▶ RECORDS PROVIDED
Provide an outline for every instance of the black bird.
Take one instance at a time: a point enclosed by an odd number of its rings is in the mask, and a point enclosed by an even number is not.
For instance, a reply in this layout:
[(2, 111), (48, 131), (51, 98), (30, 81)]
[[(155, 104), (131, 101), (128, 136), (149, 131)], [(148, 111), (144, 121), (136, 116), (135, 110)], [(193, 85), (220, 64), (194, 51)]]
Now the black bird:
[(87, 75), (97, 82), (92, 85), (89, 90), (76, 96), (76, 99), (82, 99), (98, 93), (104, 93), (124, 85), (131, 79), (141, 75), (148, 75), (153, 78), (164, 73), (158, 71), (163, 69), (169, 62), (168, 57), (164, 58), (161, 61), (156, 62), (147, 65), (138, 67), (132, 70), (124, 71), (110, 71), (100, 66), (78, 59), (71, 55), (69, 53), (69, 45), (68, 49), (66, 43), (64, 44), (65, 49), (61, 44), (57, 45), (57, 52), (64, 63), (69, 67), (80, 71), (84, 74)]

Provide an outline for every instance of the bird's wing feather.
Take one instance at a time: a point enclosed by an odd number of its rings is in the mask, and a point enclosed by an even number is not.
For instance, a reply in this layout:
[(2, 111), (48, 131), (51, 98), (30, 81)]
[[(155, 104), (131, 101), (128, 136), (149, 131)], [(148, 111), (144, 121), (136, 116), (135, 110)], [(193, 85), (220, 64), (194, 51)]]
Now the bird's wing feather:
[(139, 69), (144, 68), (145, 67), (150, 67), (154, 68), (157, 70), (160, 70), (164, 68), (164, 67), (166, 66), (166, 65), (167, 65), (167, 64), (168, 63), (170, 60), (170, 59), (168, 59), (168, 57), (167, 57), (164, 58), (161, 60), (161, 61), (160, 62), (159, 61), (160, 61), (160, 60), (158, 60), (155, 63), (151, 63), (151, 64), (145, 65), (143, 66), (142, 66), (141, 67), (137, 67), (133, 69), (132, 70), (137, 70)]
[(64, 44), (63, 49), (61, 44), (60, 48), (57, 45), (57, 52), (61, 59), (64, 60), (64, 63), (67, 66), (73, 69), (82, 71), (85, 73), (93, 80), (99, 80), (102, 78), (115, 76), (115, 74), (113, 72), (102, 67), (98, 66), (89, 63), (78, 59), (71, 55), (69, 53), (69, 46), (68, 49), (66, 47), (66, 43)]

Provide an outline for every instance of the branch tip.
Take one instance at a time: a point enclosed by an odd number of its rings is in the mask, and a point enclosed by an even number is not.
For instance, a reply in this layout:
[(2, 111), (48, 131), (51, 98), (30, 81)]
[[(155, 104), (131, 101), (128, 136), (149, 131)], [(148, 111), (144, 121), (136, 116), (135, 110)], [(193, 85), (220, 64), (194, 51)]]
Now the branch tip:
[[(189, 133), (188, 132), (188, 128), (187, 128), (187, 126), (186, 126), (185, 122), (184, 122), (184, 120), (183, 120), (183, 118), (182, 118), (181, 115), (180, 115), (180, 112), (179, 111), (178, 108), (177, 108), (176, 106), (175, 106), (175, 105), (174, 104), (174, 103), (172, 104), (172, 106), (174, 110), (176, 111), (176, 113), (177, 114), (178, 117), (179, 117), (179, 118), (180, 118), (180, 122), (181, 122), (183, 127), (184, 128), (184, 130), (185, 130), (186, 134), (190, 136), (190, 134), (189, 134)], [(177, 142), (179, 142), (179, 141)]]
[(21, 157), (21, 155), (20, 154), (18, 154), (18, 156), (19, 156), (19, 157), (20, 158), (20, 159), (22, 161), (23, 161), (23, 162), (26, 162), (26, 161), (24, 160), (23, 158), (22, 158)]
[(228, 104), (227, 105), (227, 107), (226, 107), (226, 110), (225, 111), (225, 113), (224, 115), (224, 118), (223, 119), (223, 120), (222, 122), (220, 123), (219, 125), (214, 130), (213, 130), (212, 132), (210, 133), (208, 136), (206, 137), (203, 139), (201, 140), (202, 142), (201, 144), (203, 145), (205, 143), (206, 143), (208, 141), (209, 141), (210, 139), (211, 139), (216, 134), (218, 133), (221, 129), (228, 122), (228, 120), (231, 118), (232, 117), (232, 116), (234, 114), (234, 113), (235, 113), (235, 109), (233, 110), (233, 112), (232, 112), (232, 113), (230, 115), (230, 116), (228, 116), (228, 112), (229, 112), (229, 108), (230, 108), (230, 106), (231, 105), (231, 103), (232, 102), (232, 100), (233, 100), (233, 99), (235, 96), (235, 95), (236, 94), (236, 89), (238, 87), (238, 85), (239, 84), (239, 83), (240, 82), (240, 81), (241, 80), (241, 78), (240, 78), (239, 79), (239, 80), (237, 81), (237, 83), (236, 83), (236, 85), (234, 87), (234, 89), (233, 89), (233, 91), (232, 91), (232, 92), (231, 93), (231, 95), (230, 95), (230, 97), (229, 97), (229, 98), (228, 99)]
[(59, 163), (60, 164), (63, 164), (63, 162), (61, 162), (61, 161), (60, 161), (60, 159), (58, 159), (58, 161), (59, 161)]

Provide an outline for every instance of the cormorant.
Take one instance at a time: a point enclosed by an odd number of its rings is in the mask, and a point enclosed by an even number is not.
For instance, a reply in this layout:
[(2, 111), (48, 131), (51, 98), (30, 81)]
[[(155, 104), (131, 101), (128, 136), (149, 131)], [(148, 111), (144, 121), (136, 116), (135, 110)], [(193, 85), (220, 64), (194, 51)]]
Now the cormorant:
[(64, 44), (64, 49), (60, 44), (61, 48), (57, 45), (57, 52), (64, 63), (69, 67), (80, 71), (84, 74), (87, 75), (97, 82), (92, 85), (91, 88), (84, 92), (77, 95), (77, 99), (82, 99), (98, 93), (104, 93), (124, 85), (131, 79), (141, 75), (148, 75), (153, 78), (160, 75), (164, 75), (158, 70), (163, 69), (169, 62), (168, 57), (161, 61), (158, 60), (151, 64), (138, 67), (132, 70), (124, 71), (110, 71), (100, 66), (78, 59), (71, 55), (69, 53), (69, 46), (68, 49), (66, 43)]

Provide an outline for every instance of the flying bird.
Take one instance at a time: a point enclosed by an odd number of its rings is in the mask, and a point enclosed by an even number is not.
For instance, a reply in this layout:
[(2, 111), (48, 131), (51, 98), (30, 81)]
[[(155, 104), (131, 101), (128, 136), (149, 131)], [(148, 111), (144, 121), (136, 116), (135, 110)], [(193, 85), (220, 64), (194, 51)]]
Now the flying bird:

▶ WHAT IS NEEDED
Copy out all of the material above word for word, reproducing every line without change.

▶ RESPONSE TO THIS TASK
Provide an outline for every instance of the black bird.
Take one instance at a time: a point enclosed by an odd number of its rings is in the mask, and a point enclosed by an even number is not.
For instance, a reply in this layout:
[(2, 111), (48, 131), (51, 98), (30, 81)]
[[(155, 104), (131, 101), (128, 136), (149, 131)], [(148, 111), (144, 121), (136, 116), (135, 110)], [(193, 85), (220, 64), (194, 51)]]
Now the black bird:
[(87, 75), (97, 82), (92, 85), (89, 90), (76, 96), (76, 99), (82, 99), (98, 93), (104, 93), (124, 85), (131, 79), (141, 75), (148, 75), (153, 78), (164, 73), (158, 71), (163, 69), (169, 62), (168, 57), (164, 58), (161, 61), (156, 62), (147, 65), (138, 67), (132, 70), (124, 71), (110, 71), (100, 66), (78, 59), (71, 55), (69, 53), (69, 45), (68, 49), (66, 43), (64, 44), (65, 49), (61, 44), (57, 45), (57, 52), (64, 63), (69, 67), (80, 71), (84, 74)]

Provide an outline for every instance of the bird's wing feather.
Take one instance at a time: a point enclosed by an odd number of its rings is in the mask, and a point enclosed by an even number is not.
For instance, a reply in this layout:
[(2, 111), (48, 131), (51, 98), (30, 81)]
[[(155, 104), (131, 101), (128, 136), (149, 131)], [(148, 111), (144, 121), (136, 116), (135, 110)], [(193, 85), (220, 64), (194, 51)]]
Now the bird's wing feather:
[(139, 69), (144, 68), (145, 67), (150, 67), (154, 68), (157, 70), (160, 70), (164, 68), (164, 67), (166, 66), (166, 65), (167, 65), (167, 64), (168, 63), (170, 60), (170, 59), (168, 59), (168, 57), (167, 57), (164, 58), (161, 60), (161, 61), (160, 62), (159, 61), (160, 61), (160, 60), (158, 60), (155, 63), (151, 63), (151, 64), (145, 65), (143, 66), (142, 66), (141, 67), (137, 67), (133, 69), (132, 70), (137, 70)]
[(64, 44), (63, 49), (61, 44), (60, 48), (57, 45), (57, 52), (61, 59), (64, 60), (64, 63), (67, 66), (73, 69), (82, 71), (85, 73), (93, 80), (99, 80), (102, 78), (115, 76), (115, 74), (113, 72), (102, 67), (98, 66), (89, 63), (78, 59), (71, 55), (69, 53), (69, 46), (68, 49), (66, 47), (66, 43)]

Provide an outline for every instance of the branch tip.
Take one instance at a time: a point enclosed by an odd number of its rings is in the mask, and a point enclosed by an even number is not.
For instance, a reply in this layout:
[(2, 111), (48, 131), (51, 98), (30, 81)]
[[(155, 104), (131, 101), (128, 136), (149, 131)], [(148, 111), (144, 121), (136, 116), (135, 110)], [(193, 85), (220, 64), (194, 51)]]
Now the branch tip:
[[(189, 133), (188, 132), (188, 128), (187, 128), (187, 126), (186, 126), (185, 122), (184, 122), (184, 120), (183, 120), (183, 118), (182, 118), (181, 115), (180, 115), (180, 112), (179, 111), (178, 108), (177, 108), (176, 106), (175, 106), (175, 105), (174, 104), (174, 103), (172, 104), (172, 106), (174, 110), (176, 111), (176, 113), (177, 114), (178, 117), (179, 117), (179, 118), (180, 118), (180, 122), (181, 122), (183, 127), (184, 128), (184, 130), (185, 130), (186, 134), (190, 136), (190, 134), (189, 134)], [(177, 142), (179, 142), (179, 141)]]
[(21, 157), (21, 155), (20, 154), (18, 154), (18, 156), (19, 156), (19, 157), (20, 158), (20, 159), (22, 161), (23, 161), (23, 162), (26, 162), (26, 161), (24, 160), (23, 158), (22, 158)]
[(228, 104), (227, 105), (227, 107), (226, 107), (226, 110), (225, 111), (225, 113), (224, 115), (224, 118), (223, 119), (223, 120), (222, 122), (220, 123), (219, 125), (214, 130), (213, 130), (212, 132), (210, 133), (208, 136), (206, 137), (203, 139), (201, 140), (202, 142), (201, 144), (203, 145), (205, 143), (206, 143), (208, 141), (209, 141), (210, 139), (211, 139), (216, 134), (218, 133), (221, 129), (228, 122), (228, 120), (231, 118), (232, 117), (232, 116), (234, 114), (234, 113), (235, 113), (235, 109), (233, 110), (233, 112), (232, 112), (232, 113), (230, 115), (230, 116), (228, 116), (228, 112), (229, 112), (229, 108), (230, 108), (230, 106), (231, 105), (231, 103), (232, 102), (232, 100), (233, 100), (233, 99), (235, 96), (235, 95), (236, 94), (236, 89), (238, 87), (238, 85), (239, 84), (239, 83), (240, 82), (240, 81), (241, 80), (241, 78), (240, 78), (239, 79), (239, 80), (237, 81), (237, 83), (236, 83), (236, 85), (234, 87), (234, 89), (233, 89), (233, 91), (232, 91), (232, 92), (231, 93), (231, 95), (230, 95), (230, 97), (229, 97), (229, 98), (228, 99)]
[(59, 163), (60, 164), (63, 164), (63, 162), (61, 162), (61, 161), (60, 161), (60, 159), (58, 159), (58, 161), (59, 161)]

Provide an outline for every instance of the cormorant.
Take one instance at a time: a point enclosed by an odd number of its rings is in the mask, and a point enclosed by an even number is not.
For instance, a reply in this layout:
[(2, 111), (48, 131), (51, 98), (30, 81)]
[[(155, 104), (131, 101), (128, 136), (149, 131)], [(148, 111), (144, 121), (136, 116), (135, 110)], [(193, 85), (220, 64), (194, 51)]]
Now the cormorant:
[(64, 44), (64, 49), (60, 44), (61, 48), (57, 45), (57, 52), (64, 63), (69, 67), (80, 71), (84, 74), (87, 75), (97, 82), (92, 85), (91, 88), (84, 92), (77, 95), (77, 99), (82, 99), (98, 93), (104, 93), (124, 85), (131, 79), (141, 75), (148, 75), (153, 78), (160, 75), (164, 75), (158, 70), (163, 69), (169, 62), (168, 57), (161, 61), (158, 60), (151, 64), (138, 67), (132, 70), (124, 71), (110, 71), (100, 66), (78, 59), (71, 55), (69, 53), (69, 46), (68, 49), (66, 43)]

Provide an outline for every instance of the flying bird.
Take one instance at a time: a point enclosed by an odd number of its rings is in the mask, and a point enclosed by an even number is not.
For instance, a reply in this layout:
[(2, 111), (48, 131), (51, 98), (30, 81)]
[[(155, 104), (131, 101), (128, 136), (149, 131)], [(148, 111), (144, 121), (136, 116), (135, 110)], [(193, 85), (220, 64), (194, 51)]]
Now the flying bird:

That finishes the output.